Belge —
◆ ◆ ◆ ◆ ◆

Yeni Türk devletinin amacı ulusal burjuvaziyi geliştirmekti. Kapitalistleşme sürecini hızlandıran ekonomik-sosyal politikalar, işçi sınıfının gerek sayısal gerekse niteliksel olarak büyük değişimlere uğramasına neden oldu. İstanbul, Ankara, Bursa, Adana, Eskişehir, Kayseri, Nazilli işçilerin yoğun olarak yaşadığı işçi merkezleri haline geldi. Resmi rakamlara göre 1927 yılında toplam 65.245 kuruluşta 256 bin işçi çalışmaktaydı. Ancak bunların 50 bin kadarı en çok 4 kişi çalıştıran küçük işletmelerdi. Büyük fabrikalar toplam kuruluşların yüzde 2'sini oluşturuyordu.

1924-27 yılları arasında bir çok sanayi merkezlerinde grevler yaşandı. 1923 yılının sonlarında başlayan grev dalgası bütün sanayi merkezlerine yayıldı. Grevlere toplam 32 bin işçi katıldı. İşçiler iyi ücretler dışında sendika ve sosyal haklar için de grevlere çıkmaya başladılar. Maden işletmelerindeki işçiler mücadeleleri sonucu 1927'de 8 saatlik çalışma hakkını kazandılar.

◆ ◆ ◆ ◆ ◆

Veri öğeleri:
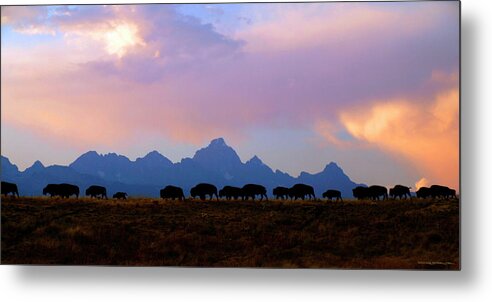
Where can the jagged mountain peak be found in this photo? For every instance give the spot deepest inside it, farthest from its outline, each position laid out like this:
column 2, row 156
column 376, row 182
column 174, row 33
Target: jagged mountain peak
column 36, row 167
column 217, row 156
column 332, row 166
column 255, row 160
column 219, row 142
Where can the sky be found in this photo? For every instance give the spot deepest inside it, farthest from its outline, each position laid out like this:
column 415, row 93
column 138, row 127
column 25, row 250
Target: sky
column 373, row 87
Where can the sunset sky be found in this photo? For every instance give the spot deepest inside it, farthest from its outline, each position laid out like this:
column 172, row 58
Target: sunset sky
column 371, row 86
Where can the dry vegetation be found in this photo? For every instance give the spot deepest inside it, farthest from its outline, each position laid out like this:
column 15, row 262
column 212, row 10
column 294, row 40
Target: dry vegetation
column 147, row 232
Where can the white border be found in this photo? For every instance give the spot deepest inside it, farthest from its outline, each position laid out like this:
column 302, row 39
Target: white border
column 473, row 283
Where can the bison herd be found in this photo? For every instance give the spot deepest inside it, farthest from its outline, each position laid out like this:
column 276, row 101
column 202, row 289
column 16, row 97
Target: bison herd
column 253, row 191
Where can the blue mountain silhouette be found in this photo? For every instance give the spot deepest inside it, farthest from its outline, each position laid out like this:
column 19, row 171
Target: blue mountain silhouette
column 216, row 163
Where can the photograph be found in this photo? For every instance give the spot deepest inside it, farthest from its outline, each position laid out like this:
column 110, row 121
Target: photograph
column 320, row 135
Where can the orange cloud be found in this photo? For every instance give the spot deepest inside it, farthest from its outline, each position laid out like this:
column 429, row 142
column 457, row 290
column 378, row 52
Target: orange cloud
column 425, row 133
column 314, row 24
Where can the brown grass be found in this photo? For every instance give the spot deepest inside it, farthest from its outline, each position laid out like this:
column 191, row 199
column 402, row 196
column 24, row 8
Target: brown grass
column 151, row 232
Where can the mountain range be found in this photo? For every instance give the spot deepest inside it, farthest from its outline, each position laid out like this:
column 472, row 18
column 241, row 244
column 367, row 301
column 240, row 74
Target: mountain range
column 216, row 163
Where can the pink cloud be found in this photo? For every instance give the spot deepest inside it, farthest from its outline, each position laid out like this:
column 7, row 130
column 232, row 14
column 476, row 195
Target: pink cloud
column 203, row 83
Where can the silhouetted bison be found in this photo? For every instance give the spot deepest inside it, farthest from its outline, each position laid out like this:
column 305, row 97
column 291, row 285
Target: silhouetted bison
column 361, row 192
column 230, row 192
column 333, row 194
column 301, row 191
column 281, row 192
column 251, row 190
column 120, row 195
column 438, row 191
column 400, row 191
column 63, row 190
column 96, row 191
column 8, row 187
column 172, row 192
column 424, row 192
column 204, row 189
column 377, row 191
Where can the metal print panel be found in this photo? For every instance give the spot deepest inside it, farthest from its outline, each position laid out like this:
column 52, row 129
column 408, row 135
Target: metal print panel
column 283, row 135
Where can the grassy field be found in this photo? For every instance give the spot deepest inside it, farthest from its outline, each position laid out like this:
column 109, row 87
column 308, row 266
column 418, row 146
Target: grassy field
column 148, row 232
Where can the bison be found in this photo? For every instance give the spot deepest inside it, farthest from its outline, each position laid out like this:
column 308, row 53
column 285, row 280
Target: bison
column 204, row 189
column 63, row 190
column 400, row 191
column 333, row 194
column 96, row 191
column 172, row 192
column 281, row 193
column 251, row 190
column 301, row 191
column 377, row 191
column 120, row 195
column 361, row 192
column 230, row 192
column 438, row 191
column 424, row 192
column 8, row 187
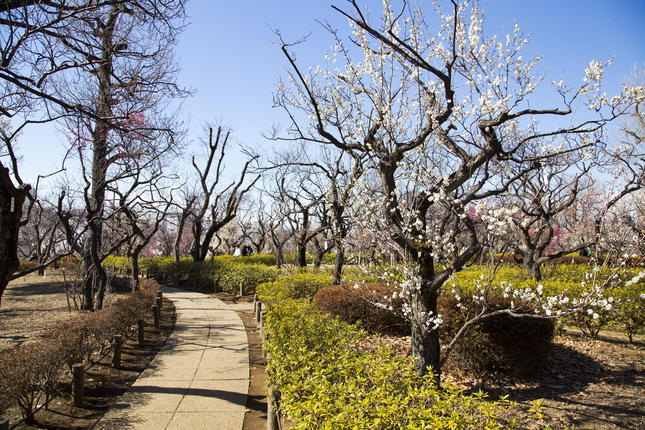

◆ ◆ ◆ ◆ ◆

Yapılacak iş — Türk işçi sınıfı üzerine olan metinden, "Yeni Türk devletinin" sözcüklerinin geçtiği yerden başlayıp "yüzde 2'sini oluşturuyordu." sözcüklerinden sonra biten bölümü hiç değiştirmeden yazın. Kayıtların kullanılmasına gerek yoktur.

Tam yanıt —
Yeni Türk devletinin amacı ulusal burjuvaziyi geliştirmekti. Kapitalistleşme sürecini hızlandıran ekonomik-sosyal politikalar, işçi sınıfının gerek sayısal gerekse niteliksel olarak büyük değişimlere uğramasına neden oldu. İstanbul, Ankara, Bursa, Adana, Eskişehir, Kayseri, Nazilli işçilerin yoğun olarak yaşadığı işçi merkezleri haline geldi. Resmi rakamlara göre 1927 yılında toplam 65.245 kuruluşta 256 bin işçi çalışmaktaydı. Ancak bunların 50 bin kadarı en çok 4 kişi çalıştıran küçük işletmelerdi. Büyük fabrikalar toplam kuruluşların yüzde 2'sini oluşturuyordu.